Direction
Please transcribe word for word the stretch of the plein air painting post from "The garden was" through "find her house.".

Document passage
=======
Sunday, May 2, 2010

Plein Air Weekend: The New Extreme Sport?

 High Street Morning, oils on panel, 12" x 9." Contact artist for price.

 This past weekend I took part in Paint the Town in Chestertown. Chestertown is, to my mind, the prettiest of Maryland's historic towns on the eastern shore. Among its claims to fame are being the site of the only other Tea Party in colonial times, and as the location of Washington College, chartered in 1782 after the good General consented to have the college bear his name.

Paint the Town was the brainchild of Mary Pritchard, an accomplished pastel artist and teacher who lives there, supported by the Chestertown Arts League members. A group of artists would paint in plein air all around the town on Friday and Saturday, hold a wet painting sale on Saturday evening and on Sunday morning, a Quick Draw competition with cash prizes. They had arranged for us out of town artists to be housed by local hosts--my hostess for the event would be local artist Marj Morani, who was also taking part in the paint-out.

I got a late start on Friday due to a doctor's appointment so by the time I reached the Bay Bridge there was a twenty minute backup. I didn't arrive in Chestertown until noon, stopped by the Arts League to pick up my registration packet and decided to get a feel for the place by walking around for a few blocks. It had been many years since I'd been there and I didn't remember much. I saw Fountain Park and headed down High Street towards the river, admiring the charming colonial structures along the way.

On the first block I saw one artist finishing her painting and stopped to chat briefly. In the next block, I paused to take in an enormous tree and read a plaque next to it that stated it was a champion big tree, the largest basswood tree recorded in the state: a whopping sixteen feet plus in circumference and well over ninety feet high (it has since been topped by another tree in Charles County). As I was admiring it and the house next door, Mary Pritchard came out--this was her home. She told me that the house across the street had a gorgeous garden and the owners had opened the garden for the artists to paint there for just one day. It seemed too good an opportunity to waste, so I walked over to check it out.

 Painter in the Garden, oils on panel, 11" x 14." Contact artist for price.

The garden was lovely, and quite a few artists had nearly finished pieces. As I walked by a lady she called out, "Elena?" Marj, my hostess for the weekend introduced herself. What a stroke of luck! She was finishing up a pastel; we made plans to meet later so I could find her house.

I rushed back to grab my gear and drive to the garden, stopping along the way at the Imperial Hotel to pick up a sandwich (the chicken salad was delicious). The pleasant afternoon passed quickly while working on my painting. It was really hard to edit the painting as there were so many beautiful plantings to choose from.  I was drawn to the dogwood and the lilac, but the urn, which was the focal point of this section of the garden, was empty and needed a little embellishment, which I supplied. Unfortunately my shadows don't read well in certain places, and the greens are too monotonous--it lacks the punch I wanted. 

The artists had been invited to Mary's house for happy hour at 5:30, and we had fun meeting each other and seeing the glass-working studio her husband had set up in the basement.
=======
Data lines
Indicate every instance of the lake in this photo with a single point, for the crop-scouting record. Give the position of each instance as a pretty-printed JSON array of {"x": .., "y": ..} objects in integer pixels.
=======
Correct output
The garden was lovely, and quite a few artists had nearly finished pieces. As I walked by a lady she called out, "Elena?" Marj, my hostess for the weekend introduced herself. What a stroke of luck! She was finishing up a pastel; we made plans to meet later so I could find her house.